**TASK**
Select every line of the records below that contains the word "detect", matching case exactly.

**SUPPLIED DATA**
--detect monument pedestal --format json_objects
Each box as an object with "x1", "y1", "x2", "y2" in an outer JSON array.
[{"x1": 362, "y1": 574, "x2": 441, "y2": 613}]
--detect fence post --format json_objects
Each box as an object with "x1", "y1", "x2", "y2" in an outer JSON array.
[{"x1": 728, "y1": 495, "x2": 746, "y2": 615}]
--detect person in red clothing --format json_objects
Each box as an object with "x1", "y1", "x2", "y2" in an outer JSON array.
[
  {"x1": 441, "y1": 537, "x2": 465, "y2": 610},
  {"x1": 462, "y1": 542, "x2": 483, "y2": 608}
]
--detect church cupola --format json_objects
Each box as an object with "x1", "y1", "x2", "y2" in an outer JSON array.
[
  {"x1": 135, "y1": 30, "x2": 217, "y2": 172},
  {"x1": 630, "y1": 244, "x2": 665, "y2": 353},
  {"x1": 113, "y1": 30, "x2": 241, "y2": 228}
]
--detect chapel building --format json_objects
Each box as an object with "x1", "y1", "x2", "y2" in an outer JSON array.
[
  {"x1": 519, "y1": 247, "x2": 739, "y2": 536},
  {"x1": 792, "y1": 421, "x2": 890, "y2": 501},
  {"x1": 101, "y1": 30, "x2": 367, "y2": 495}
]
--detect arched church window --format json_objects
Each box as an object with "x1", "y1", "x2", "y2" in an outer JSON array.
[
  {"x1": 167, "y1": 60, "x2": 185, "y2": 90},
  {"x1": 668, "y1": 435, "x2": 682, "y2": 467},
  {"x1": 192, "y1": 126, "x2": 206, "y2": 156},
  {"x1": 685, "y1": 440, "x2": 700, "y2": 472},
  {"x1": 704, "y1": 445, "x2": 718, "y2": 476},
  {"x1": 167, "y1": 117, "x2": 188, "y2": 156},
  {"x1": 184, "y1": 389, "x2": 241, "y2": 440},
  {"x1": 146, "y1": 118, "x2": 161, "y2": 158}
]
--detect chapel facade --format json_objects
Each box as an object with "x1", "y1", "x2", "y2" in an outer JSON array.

==

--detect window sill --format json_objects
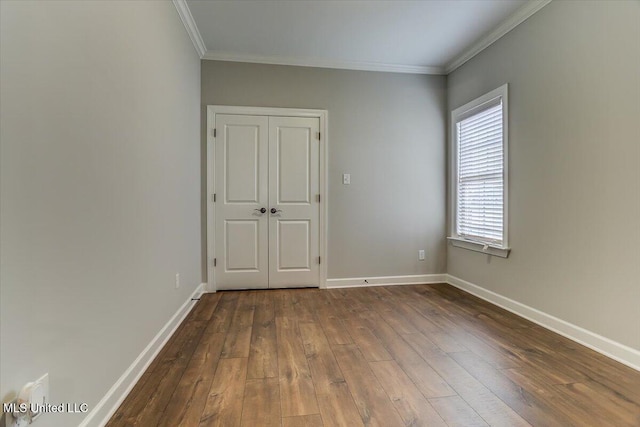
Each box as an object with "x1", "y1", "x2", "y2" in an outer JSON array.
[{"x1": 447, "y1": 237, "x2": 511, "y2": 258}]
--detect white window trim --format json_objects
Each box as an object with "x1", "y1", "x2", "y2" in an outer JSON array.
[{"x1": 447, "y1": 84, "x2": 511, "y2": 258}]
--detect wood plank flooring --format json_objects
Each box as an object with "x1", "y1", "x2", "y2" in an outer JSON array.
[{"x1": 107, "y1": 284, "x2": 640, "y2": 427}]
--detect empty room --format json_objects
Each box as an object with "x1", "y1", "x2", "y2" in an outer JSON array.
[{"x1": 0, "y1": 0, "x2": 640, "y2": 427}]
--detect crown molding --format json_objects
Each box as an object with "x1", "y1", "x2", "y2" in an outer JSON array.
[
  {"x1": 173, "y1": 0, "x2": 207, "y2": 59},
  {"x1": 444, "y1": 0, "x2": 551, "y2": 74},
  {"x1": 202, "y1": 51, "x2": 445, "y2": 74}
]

**SOLUTION BELOW**
--detect monument pedestal --format json_objects
--detect fence post --format json_objects
--detect person in red clothing --format json_objects
--detect church cupola --format json_objects
--detect chapel building --format json_objects
--detect arched church window --format json_objects
--detect chapel facade --format json_objects
--detect window sill --format json_objects
--detect white window trim --format json_objects
--detect wood plank flooring --format json_objects
--detect empty room --format json_objects
--detect crown molding --format json_objects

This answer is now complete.